=== STORED DATA ===

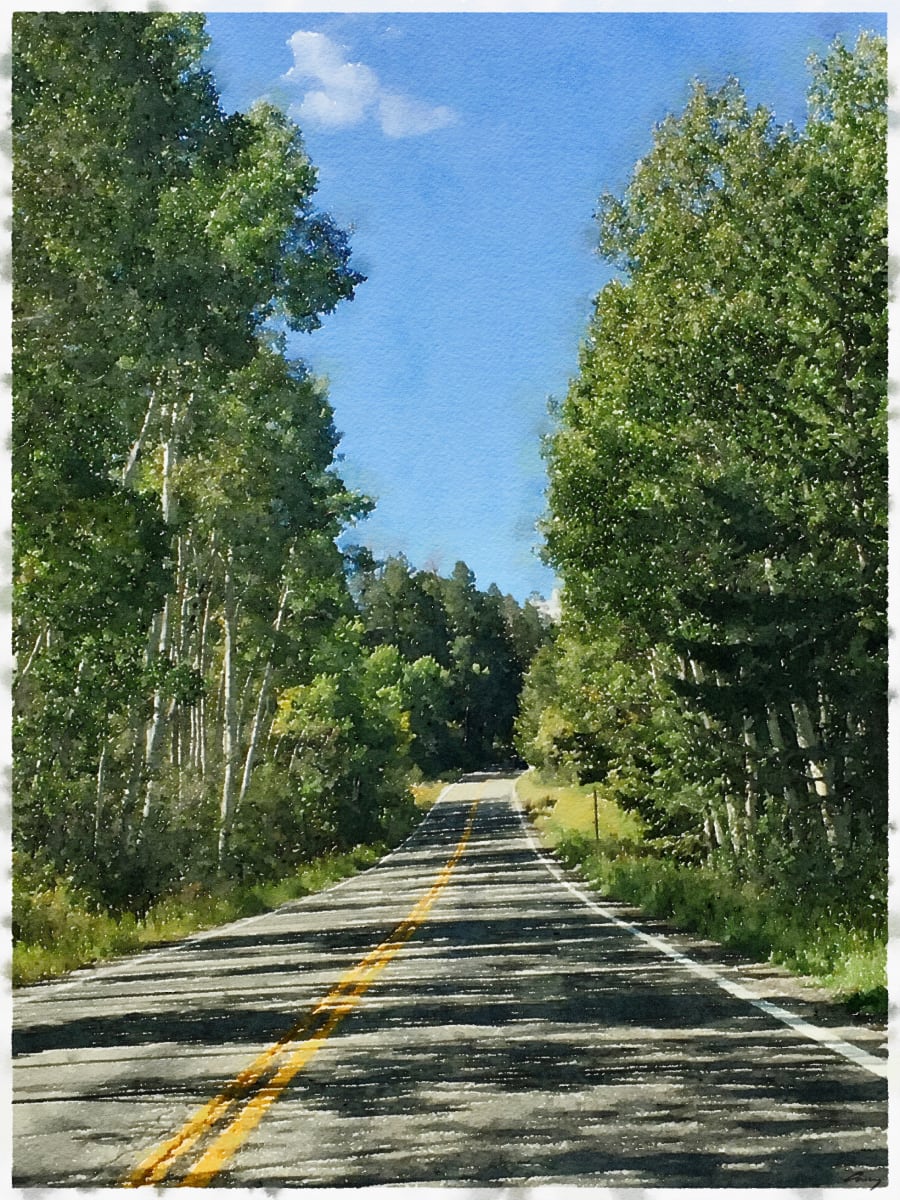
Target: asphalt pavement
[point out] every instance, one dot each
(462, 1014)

===
=== STORED DATA ===

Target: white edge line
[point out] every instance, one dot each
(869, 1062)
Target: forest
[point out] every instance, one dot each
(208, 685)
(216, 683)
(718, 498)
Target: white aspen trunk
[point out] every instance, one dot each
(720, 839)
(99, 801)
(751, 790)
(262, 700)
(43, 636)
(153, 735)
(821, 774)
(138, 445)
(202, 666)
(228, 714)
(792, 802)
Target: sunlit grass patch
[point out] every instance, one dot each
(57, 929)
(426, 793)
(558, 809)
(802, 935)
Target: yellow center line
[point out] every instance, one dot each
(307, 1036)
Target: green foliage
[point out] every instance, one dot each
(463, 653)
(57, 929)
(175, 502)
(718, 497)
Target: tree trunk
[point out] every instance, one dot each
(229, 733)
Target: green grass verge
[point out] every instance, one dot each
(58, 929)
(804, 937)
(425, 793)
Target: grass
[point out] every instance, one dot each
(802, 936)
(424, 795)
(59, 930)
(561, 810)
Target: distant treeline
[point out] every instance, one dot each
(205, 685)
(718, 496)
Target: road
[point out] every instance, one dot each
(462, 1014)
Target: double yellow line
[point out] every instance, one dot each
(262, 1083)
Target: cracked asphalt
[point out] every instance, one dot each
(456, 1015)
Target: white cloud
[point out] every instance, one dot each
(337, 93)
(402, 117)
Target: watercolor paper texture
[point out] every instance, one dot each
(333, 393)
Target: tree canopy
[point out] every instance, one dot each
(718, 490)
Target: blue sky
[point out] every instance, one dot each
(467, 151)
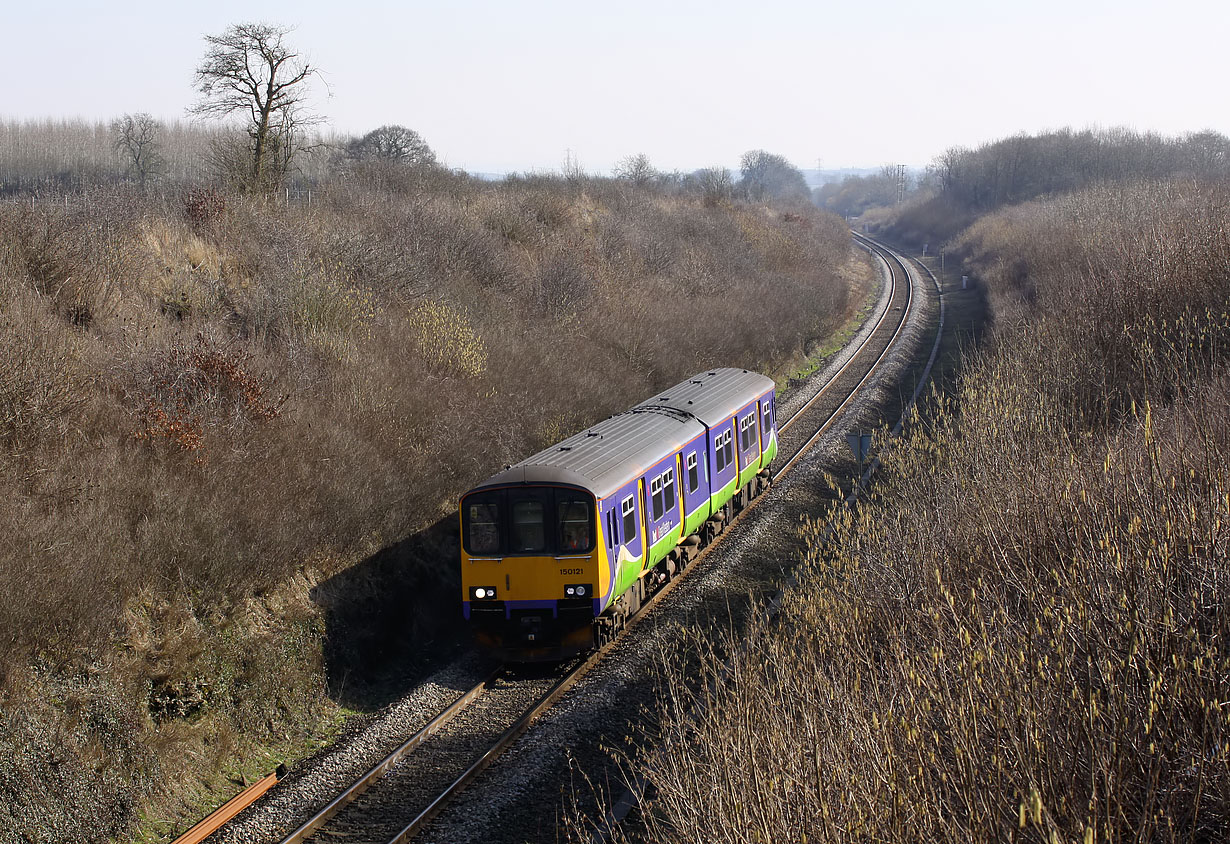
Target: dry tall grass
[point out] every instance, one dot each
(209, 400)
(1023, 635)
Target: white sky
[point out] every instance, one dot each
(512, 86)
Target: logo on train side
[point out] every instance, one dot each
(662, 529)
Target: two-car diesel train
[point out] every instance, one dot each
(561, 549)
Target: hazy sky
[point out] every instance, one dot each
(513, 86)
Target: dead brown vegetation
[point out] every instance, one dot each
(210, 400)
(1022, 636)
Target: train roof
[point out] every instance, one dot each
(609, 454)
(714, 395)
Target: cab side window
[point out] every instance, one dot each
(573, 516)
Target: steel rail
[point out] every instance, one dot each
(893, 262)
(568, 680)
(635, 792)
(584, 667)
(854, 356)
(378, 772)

===

# [WRITTEN PROBLEM]
Which rows above contain the string "grass"? Gather every one of them and copy each in full.

# [ANSWER IN FULL]
Target: sunlit grass patch
Target: green grass verge
Target: grass
Target: dry tall grass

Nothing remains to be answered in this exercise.